» EXERCISE GOAL:
The response must consist of the complete listing below, reproduced without alteration.

» DATA SUPPLIED:
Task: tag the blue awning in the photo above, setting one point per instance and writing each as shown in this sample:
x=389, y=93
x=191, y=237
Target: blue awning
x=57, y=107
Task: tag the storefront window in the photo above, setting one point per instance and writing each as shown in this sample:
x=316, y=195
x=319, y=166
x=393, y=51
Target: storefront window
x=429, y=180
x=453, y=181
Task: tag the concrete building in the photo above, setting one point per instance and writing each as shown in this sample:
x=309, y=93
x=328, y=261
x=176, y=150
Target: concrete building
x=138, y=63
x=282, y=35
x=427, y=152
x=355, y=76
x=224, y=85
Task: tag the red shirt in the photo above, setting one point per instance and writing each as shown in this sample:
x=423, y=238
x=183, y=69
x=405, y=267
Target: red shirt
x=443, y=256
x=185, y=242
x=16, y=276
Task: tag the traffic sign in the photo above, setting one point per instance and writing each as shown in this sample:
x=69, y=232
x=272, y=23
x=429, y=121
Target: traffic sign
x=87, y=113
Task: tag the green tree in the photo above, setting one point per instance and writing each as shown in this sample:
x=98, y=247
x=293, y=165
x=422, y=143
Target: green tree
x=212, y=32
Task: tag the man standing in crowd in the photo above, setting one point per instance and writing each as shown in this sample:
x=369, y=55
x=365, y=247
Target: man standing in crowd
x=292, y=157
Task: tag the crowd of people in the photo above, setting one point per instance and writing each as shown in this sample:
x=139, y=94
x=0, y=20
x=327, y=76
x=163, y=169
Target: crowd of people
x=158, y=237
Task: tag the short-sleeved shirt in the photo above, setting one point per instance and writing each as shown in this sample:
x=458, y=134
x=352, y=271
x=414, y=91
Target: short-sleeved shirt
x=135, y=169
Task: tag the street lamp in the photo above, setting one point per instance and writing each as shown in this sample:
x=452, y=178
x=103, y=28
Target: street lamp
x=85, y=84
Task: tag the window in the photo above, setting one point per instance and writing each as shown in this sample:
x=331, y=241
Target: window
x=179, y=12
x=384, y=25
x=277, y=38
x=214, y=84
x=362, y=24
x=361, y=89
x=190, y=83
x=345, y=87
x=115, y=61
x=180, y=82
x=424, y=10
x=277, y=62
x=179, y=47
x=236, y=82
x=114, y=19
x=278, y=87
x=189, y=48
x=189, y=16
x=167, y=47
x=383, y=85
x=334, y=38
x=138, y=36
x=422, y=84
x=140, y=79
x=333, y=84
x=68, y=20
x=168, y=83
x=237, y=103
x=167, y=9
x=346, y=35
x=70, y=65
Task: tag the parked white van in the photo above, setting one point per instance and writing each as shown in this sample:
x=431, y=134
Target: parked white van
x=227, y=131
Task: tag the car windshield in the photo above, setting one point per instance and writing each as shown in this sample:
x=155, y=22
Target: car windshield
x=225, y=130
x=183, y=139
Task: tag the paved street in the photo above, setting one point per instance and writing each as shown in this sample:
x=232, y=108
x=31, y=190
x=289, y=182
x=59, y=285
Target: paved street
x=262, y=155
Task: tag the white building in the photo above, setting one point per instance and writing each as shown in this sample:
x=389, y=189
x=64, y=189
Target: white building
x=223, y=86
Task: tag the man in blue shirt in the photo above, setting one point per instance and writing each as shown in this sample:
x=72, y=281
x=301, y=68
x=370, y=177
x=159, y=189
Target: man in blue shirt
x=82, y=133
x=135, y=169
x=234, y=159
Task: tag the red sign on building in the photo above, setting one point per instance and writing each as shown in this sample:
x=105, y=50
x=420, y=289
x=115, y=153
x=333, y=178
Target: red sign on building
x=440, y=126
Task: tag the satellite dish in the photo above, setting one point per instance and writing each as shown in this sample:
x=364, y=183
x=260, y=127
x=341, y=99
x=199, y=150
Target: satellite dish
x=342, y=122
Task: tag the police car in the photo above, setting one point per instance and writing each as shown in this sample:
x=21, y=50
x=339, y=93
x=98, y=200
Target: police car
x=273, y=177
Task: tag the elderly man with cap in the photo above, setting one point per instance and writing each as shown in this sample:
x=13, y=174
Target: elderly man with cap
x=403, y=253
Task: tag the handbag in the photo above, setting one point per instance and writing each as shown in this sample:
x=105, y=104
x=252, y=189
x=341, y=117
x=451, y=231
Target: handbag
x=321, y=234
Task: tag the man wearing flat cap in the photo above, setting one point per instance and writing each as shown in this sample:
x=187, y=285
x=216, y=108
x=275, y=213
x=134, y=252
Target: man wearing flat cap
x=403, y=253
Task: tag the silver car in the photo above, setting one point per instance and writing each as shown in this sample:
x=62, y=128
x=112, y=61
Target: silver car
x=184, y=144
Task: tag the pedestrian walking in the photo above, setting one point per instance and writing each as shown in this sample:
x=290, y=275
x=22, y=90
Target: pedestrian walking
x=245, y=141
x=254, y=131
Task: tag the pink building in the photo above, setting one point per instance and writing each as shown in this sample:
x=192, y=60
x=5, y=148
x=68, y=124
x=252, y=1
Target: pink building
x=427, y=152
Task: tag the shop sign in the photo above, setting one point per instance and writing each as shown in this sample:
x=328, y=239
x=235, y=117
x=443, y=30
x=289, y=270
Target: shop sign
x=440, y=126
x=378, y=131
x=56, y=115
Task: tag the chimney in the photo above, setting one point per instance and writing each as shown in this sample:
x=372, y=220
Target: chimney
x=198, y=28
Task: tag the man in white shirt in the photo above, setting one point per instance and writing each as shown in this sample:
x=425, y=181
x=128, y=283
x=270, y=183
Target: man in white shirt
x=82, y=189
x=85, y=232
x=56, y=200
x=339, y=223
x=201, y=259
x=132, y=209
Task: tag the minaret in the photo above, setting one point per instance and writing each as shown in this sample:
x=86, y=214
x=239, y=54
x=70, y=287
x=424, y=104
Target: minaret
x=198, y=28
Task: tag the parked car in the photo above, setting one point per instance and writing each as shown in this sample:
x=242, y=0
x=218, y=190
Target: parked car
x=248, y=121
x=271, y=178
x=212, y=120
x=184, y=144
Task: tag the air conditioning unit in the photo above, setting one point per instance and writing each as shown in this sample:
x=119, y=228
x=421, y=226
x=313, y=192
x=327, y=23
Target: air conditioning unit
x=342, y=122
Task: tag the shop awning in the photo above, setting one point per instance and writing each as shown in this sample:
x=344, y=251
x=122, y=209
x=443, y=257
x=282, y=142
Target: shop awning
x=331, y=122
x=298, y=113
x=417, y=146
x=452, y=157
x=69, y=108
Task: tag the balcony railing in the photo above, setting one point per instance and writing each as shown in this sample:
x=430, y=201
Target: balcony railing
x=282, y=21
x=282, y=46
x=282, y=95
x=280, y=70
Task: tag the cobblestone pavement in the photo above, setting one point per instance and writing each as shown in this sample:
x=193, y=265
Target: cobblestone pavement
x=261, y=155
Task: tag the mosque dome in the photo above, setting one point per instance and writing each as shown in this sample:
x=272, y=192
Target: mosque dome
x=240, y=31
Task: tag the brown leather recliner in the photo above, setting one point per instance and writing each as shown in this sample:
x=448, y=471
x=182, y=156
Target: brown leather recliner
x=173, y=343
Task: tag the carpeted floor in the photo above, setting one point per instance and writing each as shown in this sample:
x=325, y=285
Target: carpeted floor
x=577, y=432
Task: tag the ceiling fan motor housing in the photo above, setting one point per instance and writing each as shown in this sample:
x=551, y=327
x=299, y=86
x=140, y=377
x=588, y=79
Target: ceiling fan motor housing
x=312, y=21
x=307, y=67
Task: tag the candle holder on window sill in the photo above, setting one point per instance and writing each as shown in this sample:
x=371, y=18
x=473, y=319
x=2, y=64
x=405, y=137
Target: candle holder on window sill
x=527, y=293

» WRITTEN RESPONSE:
Task: tag the blue awning in the photo above, setting one point per instance and writing each as shown in this sample:
x=389, y=93
x=191, y=237
Target: blue awning
x=57, y=107
Task: tag the storefront window in the photo above, setting one point per instance and writing each as shown in this sample:
x=316, y=195
x=319, y=166
x=393, y=51
Target: storefront window
x=429, y=180
x=453, y=181
Task: tag the concrete building in the photo above, setting one point per instance and writing each as shown in this sample:
x=309, y=93
x=328, y=261
x=176, y=150
Target: concrete building
x=138, y=63
x=282, y=35
x=427, y=152
x=355, y=76
x=224, y=85
Task: tag the red shirt in the photo above, setting one point per instance and writing each as shown in this sample:
x=423, y=238
x=183, y=69
x=405, y=267
Target: red shirt
x=443, y=256
x=185, y=242
x=16, y=276
Task: tag the traffic sign in the photo above, setting one point per instance and writing each as shown in this sample:
x=69, y=232
x=272, y=23
x=429, y=121
Target: traffic sign
x=87, y=113
Task: tag the green tree in the photo above, setting one point per instance and writing each as shown in this sample:
x=98, y=247
x=293, y=165
x=422, y=143
Target: green tree
x=212, y=32
Task: tag the man standing in crowd in the photo above, setting one point per instance and writing each as shown in this sample:
x=369, y=55
x=365, y=247
Target: man standing in crowd
x=292, y=157
Task: tag the crowd of people in the photo above, setting one point per instance and writing each as shown in this sample:
x=139, y=94
x=0, y=20
x=327, y=76
x=163, y=169
Target: crowd of people
x=158, y=237
Task: tag the short-sleeved shirt in the photo above, setting one point per instance and writing each as shown in this sample:
x=458, y=134
x=352, y=271
x=414, y=91
Target: short-sleeved shirt
x=135, y=169
Task: tag the street lamp in the photo above, setting one point per instance and writing each as shown in this sample:
x=452, y=178
x=103, y=28
Target: street lamp
x=85, y=84
Task: tag the window in the photo above, setting one point per instance and writing each as shown in this sample:
x=331, y=241
Target: window
x=179, y=12
x=384, y=25
x=277, y=38
x=214, y=84
x=362, y=24
x=361, y=89
x=190, y=83
x=345, y=87
x=115, y=61
x=180, y=82
x=424, y=10
x=277, y=62
x=179, y=47
x=236, y=82
x=114, y=19
x=278, y=87
x=189, y=48
x=189, y=16
x=167, y=47
x=383, y=85
x=334, y=38
x=138, y=36
x=422, y=84
x=140, y=79
x=333, y=84
x=68, y=20
x=168, y=83
x=237, y=103
x=167, y=9
x=346, y=35
x=70, y=65
Task: tag the parked white van in the photo above, setting one point per instance and writing each as shown in this sample:
x=431, y=134
Target: parked white van
x=227, y=131
Task: tag the car windshield in the photo above, setting one point per instance and writing each as shown in this sample:
x=155, y=22
Target: car windshield
x=225, y=130
x=183, y=139
Task: tag the paved street in the photo above, setting one point per instance and writing each as shown in this sample:
x=232, y=108
x=31, y=190
x=289, y=182
x=59, y=285
Target: paved street
x=262, y=155
Task: tag the white building in the photo above, setting one point per instance and writing each as shown in this sample:
x=389, y=189
x=64, y=189
Target: white building
x=223, y=86
Task: tag the man in blue shirt in the photo above, setting one point per instance and writing each as shown in this sample:
x=72, y=281
x=301, y=68
x=370, y=177
x=159, y=189
Target: man in blue shirt
x=82, y=133
x=135, y=169
x=234, y=159
Task: tag the red sign on building in the photo above, setting one point per instance and writing each as shown in this sample:
x=105, y=50
x=420, y=289
x=115, y=153
x=333, y=178
Target: red sign on building
x=440, y=126
Task: tag the satellite dish in the photo above, setting one point per instance and writing each as shown in this sample:
x=364, y=183
x=260, y=127
x=341, y=99
x=199, y=150
Target: satellite dish
x=342, y=122
Task: tag the police car in the photo above, setting one point per instance and writing each as shown in this sample:
x=21, y=50
x=339, y=93
x=98, y=200
Target: police car
x=273, y=177
Task: tag the elderly man with cap in the photo above, setting one point per instance and writing each as shown in this sample:
x=13, y=174
Target: elderly man with cap
x=403, y=253
Task: tag the handbag in the photo above, setting one point per instance and writing each as shown in this sample:
x=105, y=104
x=252, y=189
x=341, y=117
x=451, y=231
Target: handbag
x=321, y=234
Task: tag the man wearing flat cap in the photo above, setting one point per instance and writing each as shown in this sample:
x=187, y=285
x=216, y=108
x=275, y=213
x=134, y=252
Target: man wearing flat cap
x=403, y=253
Task: tag the silver car in the photo above, setting one point per instance and writing each as shown in this sample:
x=62, y=128
x=112, y=61
Target: silver car
x=184, y=144
Task: tag the pedestrian walking in the photo above, setting one point per instance and writing each as shown in this sample:
x=290, y=275
x=22, y=90
Target: pedestrian walking
x=245, y=141
x=254, y=131
Task: tag the pink building in the photo above, setting one point per instance and writing each as shown in this sample:
x=192, y=60
x=5, y=148
x=68, y=124
x=252, y=1
Target: pink building
x=427, y=152
Task: tag the shop sign in the photo above, setting one point per instance and writing each as shown in this sample:
x=328, y=239
x=235, y=117
x=443, y=30
x=289, y=270
Target: shop sign
x=440, y=126
x=378, y=131
x=56, y=115
Task: tag the chimney in the photo above, setting one point per instance and writing each as shown in this sample:
x=372, y=220
Target: chimney
x=198, y=28
Task: tag the man in white shirt in the photo above, setting one point per instance and writing each as shown in this sample:
x=425, y=181
x=128, y=283
x=270, y=183
Target: man in white shirt
x=82, y=189
x=85, y=232
x=56, y=200
x=339, y=223
x=201, y=259
x=132, y=209
Task: tag the minaret in the photo above, setting one point per instance and writing each as shown in this sample:
x=86, y=214
x=239, y=54
x=70, y=287
x=424, y=104
Target: minaret
x=198, y=28
Task: tag the parked car in the photo above, setting one point per instance and writing each as shown in this sample:
x=242, y=0
x=218, y=190
Target: parked car
x=248, y=121
x=271, y=178
x=212, y=120
x=184, y=144
Task: tag the air conditioning unit in the photo above, setting one point per instance and writing each as shown in this sample:
x=119, y=228
x=421, y=226
x=313, y=192
x=327, y=23
Target: air conditioning unit
x=342, y=122
Task: tag the shop awning in the photo above, setting one point per instance and writing each as shown in this sample:
x=344, y=251
x=122, y=209
x=443, y=257
x=282, y=142
Target: shop awning
x=331, y=122
x=298, y=113
x=417, y=146
x=452, y=157
x=69, y=108
Task: tag the balcony railing in the photo above, setting one point per instance and writing each as shown in this sample:
x=430, y=201
Target: balcony railing
x=282, y=21
x=282, y=46
x=282, y=95
x=280, y=70
Task: tag the cobblestone pavement in the photo above, setting one point per instance and writing each as shown in this sample:
x=193, y=265
Target: cobblestone pavement
x=261, y=155
Task: tag the mosque dome in the photo above, setting one point per instance and writing each as shown in this sample:
x=272, y=192
Target: mosque dome
x=240, y=31
Task: tag the brown leather recliner in the photo above, setting one point per instance and writing each as shown in this sample:
x=448, y=471
x=182, y=156
Target: brown leather recliner
x=173, y=343
Task: tag the carpeted floor in the photo above, setting one point per instance and writing each as shown in this sample:
x=325, y=285
Target: carpeted floor
x=577, y=432
Task: tag the ceiling fan motor housing in the photo above, setting one point per instance and writing each as shown in this sample:
x=551, y=327
x=299, y=86
x=140, y=377
x=588, y=79
Target: ceiling fan motor housing
x=312, y=21
x=307, y=67
Task: tag the candle holder on window sill in the photo above, setting one point per instance and writing each as shown in this sample:
x=371, y=18
x=473, y=319
x=2, y=64
x=405, y=137
Target: candle holder on window sill
x=527, y=293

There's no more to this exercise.